Stored items
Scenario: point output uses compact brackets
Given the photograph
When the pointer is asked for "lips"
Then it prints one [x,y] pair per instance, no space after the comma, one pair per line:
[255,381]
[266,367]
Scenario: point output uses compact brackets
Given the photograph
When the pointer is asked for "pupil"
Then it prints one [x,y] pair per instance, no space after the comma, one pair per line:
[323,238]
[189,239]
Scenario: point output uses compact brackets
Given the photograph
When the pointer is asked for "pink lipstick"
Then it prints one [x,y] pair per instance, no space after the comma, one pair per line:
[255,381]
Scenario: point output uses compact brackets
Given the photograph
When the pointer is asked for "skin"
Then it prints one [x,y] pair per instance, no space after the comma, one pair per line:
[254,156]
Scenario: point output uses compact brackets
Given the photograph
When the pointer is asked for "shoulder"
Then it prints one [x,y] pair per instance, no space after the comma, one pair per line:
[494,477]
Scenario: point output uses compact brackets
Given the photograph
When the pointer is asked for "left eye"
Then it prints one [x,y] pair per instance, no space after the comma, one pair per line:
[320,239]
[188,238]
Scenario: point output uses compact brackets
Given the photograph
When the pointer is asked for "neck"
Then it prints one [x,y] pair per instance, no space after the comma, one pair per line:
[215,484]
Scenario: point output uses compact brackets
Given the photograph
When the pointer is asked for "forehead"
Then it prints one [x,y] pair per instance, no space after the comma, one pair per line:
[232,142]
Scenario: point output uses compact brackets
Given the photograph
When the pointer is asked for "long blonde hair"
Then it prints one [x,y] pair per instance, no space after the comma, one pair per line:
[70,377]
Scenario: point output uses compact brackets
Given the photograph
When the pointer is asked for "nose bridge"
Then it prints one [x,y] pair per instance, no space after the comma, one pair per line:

== EXERCISE GOAL ==
Please write out each entry shown above exactly as given.

== REPLY TO THE EXERCISE ==
Scenario: point output uses compact brackets
Given the photograph
When the pointer is asked for "lips"
Then it prints one [x,y] pair per instance, no space after the comma, one pair per line:
[255,381]
[266,367]
Scenario: point output uses compact brackets
Given the photograph
When the pointer is asked for "pupil"
Then it prints one [x,y] pair per instance, no space after the comma, one pair per line:
[323,238]
[189,239]
Scenario: point output uses compact brackets
Given the photograph
When the pointer is asked for "pink lipstick"
Then it prints one [x,y] pair per instance, no space after the comma, one pair per line:
[255,381]
Scenario: point output uses compact brackets
Given the photograph
When the pointer is asked for "skin"
Then it prints one [x,y] pair per instance, no space after the comma, one pair per line:
[254,156]
Scenario: point output uses compact brackets
Given the photograph
When the pointer is asked for "shoulder"
Then it prints one [x,y] pair per instance, no space after the comma, one pair per line:
[494,477]
Scenario: point output uses compact brackets
Given the photograph
When the pointer is asked for "left eye"
Then it prints one [x,y] pair per instance, no space after the comma, one pair per line:
[320,239]
[188,238]
Scenario: point output uses compact brackets
Given the photograph
When the pointer is asked for "neck"
Then it prints one [x,y] pair per instance, no space after the comma, one pair per line:
[215,484]
Scenario: point output uses compact brackets
Given the photograph
When the pointer is asked for "forehead"
Then it prints one [x,y] pair per instance, no space after the comma, one pair per line:
[232,142]
Scenario: point output uses compact brackets
Given the photograph
When the pointer is asked for "long blonde hair"
Then it prints one [x,y] pair per instance, no space after the comma, one pair per line:
[70,377]
Scenario: point output uses compact brackets
Given the photograph
When the pointer is asked for "nose bridge"
Then it prints one [x,y] pair per instance, no space after the comma, one pair per line:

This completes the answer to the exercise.